What to work on:
**A.** In the Dayton subwoofer thread, what is the largest mounting depth creep will accept for a 10" sub?
**B.** Copy the Dayton subwoofer thread word for word from "Like I said, I" to "the PG RSD10.".

Supplied text:
[Start]

# Dayton 10" HO enclosure size



## creep (Jul 26, 2010)

After all the searching I have done, I keep coming back to the Dayton HO 10 for my '97 Chevy 1500 extended cab. I know these subs are great in ~.7cf ported boxes, but I don't think I can fit an enclosure like that under my rear seat. The pre-fab downfire boxes for my truck are ~.9-1cf sealed.

So will the Dayton work in a sealed box that big? I plan on bridging the rear channels of a DSC 4125, which is rated at 500w RMS @ 4 ohms.


----------



## Oliver (Jun 25, 2007)

Dayton RSS265HO-4 10" Reference HO Subwoofer 4 Ohm | Parts-Express.com

download the specifications


----------



## creep (Jul 26, 2010)

Thanks, I've already seen the specs. I'm asking for real world experience. I've seen guys go as small as .4 sealed with these, but I need to know about how they do in larger sealed boxes.


----------



## chad (Jun 30, 2005)

Vented

.7 CuFt tuned to 30 cycles.

You probably will not like the output sealed, it also works the driver too hard for my taste.


----------



## alfabit1 (Jun 12, 2008)

I really wanted to try the Dayton HO, but read a lot about output not being there from sealed enclosures. I was working w/ around .85 sealed. I ended up going w/ the Dayton Titanic. I get enough output from that, sounds great w/ 400W. I still may have to tinker around w/ an HO at some point.


----------



## chad (Jun 30, 2005)

alfabit1 said:


> I really wanted to try the Dayton HO, but read a lot about output not being there from sealed enclosures. I was working w/ around .85 sealed. I ended up going w/ the Dayton Titanic. I get enough output from that, sounds great w/ 400W. I still may have to tinker around w/ an HO at some point.


The titanic and the HO series model very similar, the HO series has lower distortion figures and a more neutral sound IMHO whereas the titanic series has the capability of higher output, not sensitivity, but capability.


----------



## creep (Jul 26, 2010)

Like I said, I don't think I have enough room for a ported enclosure under the seat, so I guess I will have to pass on the HO 10. That was really the only Dayton sub that interested me. 

What else is out there in the 10" variety that can handle 500w RMS, likes sealed boxes around 1cf, and has a mounting depth of no more than 5.5"?

I've looked at the Kicker CVT, but I would rather go with something else. I know the IDQ would work but it's too expensive for me. I've had people recommend the MB Quart RWE-302 and the PG RSD10.


----------



## gymrat2005 (Oct 4, 2009)

just put some high density foam inside, or even a block of wood to take up the extra air space.


----------



## creep (Jul 26, 2010)

gymrat2005 said:


> just put some high density foam inside, or even a block of wood to take up the extra air space.


I may do that, but if I don't then what other subs should I look at?

[End]

Material provided:
[Start]

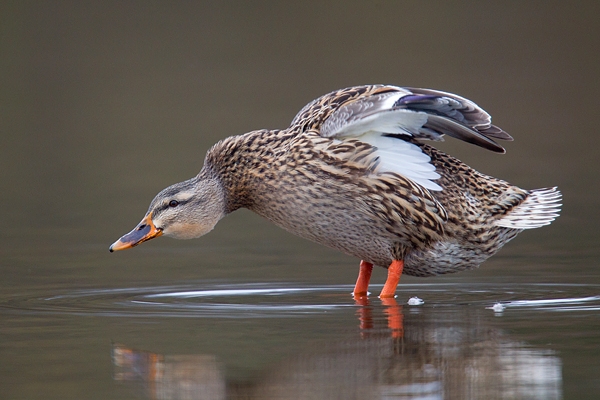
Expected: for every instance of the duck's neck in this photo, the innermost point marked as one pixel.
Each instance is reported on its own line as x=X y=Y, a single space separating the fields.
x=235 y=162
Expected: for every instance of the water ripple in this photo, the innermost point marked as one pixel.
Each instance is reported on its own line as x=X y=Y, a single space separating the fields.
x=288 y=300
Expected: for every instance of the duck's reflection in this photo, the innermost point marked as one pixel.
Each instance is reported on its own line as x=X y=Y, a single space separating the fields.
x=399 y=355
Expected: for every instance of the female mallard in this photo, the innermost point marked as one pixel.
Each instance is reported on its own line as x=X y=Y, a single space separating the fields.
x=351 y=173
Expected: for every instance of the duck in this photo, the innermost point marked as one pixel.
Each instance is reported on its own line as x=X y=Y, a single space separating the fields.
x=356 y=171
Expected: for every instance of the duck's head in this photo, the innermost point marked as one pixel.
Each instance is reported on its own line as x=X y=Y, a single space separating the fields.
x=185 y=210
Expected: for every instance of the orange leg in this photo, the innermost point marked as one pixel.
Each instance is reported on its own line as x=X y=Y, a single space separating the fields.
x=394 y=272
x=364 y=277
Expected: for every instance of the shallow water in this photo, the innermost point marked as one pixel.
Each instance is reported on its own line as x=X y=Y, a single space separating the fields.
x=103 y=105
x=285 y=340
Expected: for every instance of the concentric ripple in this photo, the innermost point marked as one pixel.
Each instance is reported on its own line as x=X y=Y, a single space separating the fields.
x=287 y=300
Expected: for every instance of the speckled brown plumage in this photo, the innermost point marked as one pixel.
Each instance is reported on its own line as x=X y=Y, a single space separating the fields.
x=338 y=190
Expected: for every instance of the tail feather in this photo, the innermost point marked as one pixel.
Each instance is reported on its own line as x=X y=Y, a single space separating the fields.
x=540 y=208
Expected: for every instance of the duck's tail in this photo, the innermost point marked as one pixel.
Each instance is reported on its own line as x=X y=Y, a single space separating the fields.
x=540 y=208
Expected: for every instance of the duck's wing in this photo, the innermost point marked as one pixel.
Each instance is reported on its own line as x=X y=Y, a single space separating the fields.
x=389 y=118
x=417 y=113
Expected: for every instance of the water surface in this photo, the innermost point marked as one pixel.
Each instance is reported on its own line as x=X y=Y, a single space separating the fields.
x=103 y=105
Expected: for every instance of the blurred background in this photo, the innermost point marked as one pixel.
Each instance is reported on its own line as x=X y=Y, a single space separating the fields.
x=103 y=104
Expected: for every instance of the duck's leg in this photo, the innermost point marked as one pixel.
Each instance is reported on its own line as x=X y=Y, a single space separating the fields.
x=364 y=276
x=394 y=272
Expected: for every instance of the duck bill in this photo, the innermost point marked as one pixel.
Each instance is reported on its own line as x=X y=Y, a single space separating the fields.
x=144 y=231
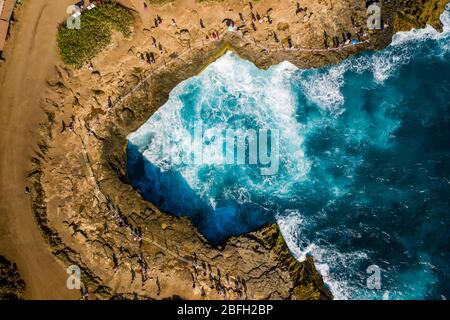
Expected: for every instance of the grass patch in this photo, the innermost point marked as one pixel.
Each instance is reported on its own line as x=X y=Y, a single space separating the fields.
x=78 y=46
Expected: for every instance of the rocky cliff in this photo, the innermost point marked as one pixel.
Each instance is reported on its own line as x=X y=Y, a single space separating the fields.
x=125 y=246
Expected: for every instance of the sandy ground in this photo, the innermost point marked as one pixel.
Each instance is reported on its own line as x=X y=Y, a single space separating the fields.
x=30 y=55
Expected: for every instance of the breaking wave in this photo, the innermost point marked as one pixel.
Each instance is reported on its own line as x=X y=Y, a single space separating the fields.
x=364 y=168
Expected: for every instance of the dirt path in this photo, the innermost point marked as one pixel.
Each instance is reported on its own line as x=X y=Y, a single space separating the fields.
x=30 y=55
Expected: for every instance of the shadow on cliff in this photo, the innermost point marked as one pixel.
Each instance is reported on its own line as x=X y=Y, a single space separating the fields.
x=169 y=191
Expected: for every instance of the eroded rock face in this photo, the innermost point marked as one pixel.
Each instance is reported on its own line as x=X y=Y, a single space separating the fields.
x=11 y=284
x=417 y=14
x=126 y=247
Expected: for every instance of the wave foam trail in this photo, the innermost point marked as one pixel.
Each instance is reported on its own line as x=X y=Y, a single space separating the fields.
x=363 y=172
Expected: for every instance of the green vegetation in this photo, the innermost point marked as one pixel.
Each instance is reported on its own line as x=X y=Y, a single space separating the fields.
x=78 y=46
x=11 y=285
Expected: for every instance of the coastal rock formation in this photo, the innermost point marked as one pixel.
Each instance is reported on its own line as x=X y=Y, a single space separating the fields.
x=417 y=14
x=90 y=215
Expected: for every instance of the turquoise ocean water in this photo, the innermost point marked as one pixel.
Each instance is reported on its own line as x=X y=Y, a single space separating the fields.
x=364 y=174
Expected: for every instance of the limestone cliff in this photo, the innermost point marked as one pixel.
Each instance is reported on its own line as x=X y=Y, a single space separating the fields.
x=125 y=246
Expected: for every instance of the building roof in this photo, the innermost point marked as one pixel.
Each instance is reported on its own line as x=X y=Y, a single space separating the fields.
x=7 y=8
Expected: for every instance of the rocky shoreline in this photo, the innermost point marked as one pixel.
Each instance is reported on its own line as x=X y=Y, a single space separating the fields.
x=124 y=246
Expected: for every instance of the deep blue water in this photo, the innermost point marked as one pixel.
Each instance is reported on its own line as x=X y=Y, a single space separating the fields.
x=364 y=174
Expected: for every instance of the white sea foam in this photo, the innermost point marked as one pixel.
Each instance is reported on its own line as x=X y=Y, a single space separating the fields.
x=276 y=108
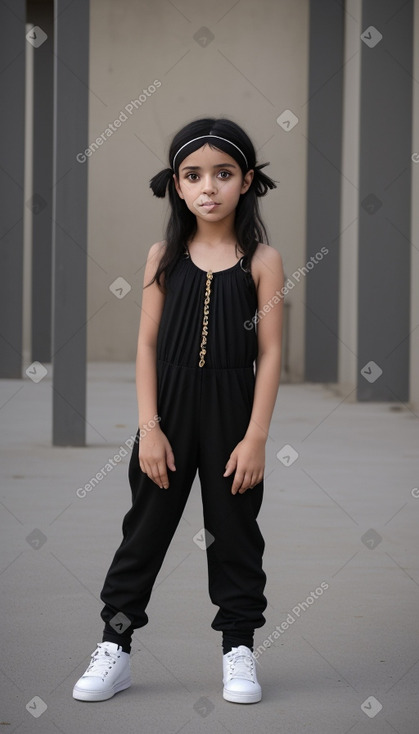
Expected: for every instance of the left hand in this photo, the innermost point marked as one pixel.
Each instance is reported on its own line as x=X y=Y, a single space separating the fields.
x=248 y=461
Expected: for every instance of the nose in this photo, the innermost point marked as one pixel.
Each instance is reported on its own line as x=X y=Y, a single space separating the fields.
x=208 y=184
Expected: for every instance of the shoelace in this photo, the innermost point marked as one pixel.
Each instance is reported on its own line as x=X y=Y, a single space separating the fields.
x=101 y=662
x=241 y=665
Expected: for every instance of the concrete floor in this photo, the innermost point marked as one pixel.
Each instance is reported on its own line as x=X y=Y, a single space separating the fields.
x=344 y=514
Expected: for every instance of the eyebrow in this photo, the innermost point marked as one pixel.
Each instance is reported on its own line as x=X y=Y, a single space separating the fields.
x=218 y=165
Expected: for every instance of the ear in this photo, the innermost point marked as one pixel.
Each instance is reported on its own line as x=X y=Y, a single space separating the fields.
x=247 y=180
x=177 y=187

[End]

Full solutions:
**A.** No more than 5.5".

**B.**
Like I said, I don't think I have enough room for a ported enclosure under the seat, so I guess I will have to pass on the HO 10. That was really the only Dayton sub that interested me. 

What else is out there in the 10" variety that can handle 500w RMS, likes sealed boxes around 1cf, and has a mounting depth of no more than 5.5"?

I've looked at the Kicker CVT, but I would rather go with something else. I know the IDQ would work but it's too expensive for me. I've had people recommend the MB Quart RWE-302 and the PG RSD10.